### The problem
Swap "road marking" for "lane marking" throughout everything from the line containing "the white roof vent" down to the end of the material, and write those lines out again with nothing else altered.

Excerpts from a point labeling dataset
------------------------------------

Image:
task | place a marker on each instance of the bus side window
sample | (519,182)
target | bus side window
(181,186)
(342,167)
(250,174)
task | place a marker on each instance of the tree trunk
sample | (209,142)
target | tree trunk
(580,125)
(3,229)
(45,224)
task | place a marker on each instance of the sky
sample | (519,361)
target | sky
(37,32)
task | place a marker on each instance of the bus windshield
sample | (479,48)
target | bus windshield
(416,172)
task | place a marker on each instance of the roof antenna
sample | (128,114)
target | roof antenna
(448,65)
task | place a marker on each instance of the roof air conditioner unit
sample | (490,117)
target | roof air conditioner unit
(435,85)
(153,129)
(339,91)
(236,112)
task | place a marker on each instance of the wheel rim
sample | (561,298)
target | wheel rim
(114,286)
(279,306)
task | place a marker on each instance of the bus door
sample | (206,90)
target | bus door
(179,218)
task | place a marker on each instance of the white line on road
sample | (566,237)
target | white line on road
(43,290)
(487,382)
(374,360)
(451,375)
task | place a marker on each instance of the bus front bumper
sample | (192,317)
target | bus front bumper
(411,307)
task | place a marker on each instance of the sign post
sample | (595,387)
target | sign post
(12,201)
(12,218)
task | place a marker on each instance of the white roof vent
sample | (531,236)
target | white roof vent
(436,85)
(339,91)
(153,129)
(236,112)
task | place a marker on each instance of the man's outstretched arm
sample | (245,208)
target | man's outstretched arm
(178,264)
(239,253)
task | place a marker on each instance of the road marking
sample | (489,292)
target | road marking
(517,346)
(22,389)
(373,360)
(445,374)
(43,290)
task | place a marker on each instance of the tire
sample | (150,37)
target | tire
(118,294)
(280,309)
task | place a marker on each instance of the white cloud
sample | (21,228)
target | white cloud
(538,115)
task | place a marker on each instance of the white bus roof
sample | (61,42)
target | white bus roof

------------------------------------

### Correct output
task | place a marker on each instance of the white roof vent
sample | (531,236)
target | white roof vent
(436,85)
(339,91)
(153,129)
(236,112)
task | place a marker on each instance of the man's outstretched arm
sample | (245,208)
target | man's outstretched arm
(178,264)
(239,253)
task | place a marker on each instance of the lane marking
sample | (489,292)
target | lane marking
(517,346)
(22,389)
(373,360)
(445,374)
(43,290)
task | place a marker on each instance of the tire
sample | (150,37)
target | tire
(118,294)
(280,309)
task | place a marker on each instance of the white cloud
sample | (21,228)
target | white cloud
(538,115)
task | place a marker on each instance of the white bus roof
sample | (61,42)
target | white bus roof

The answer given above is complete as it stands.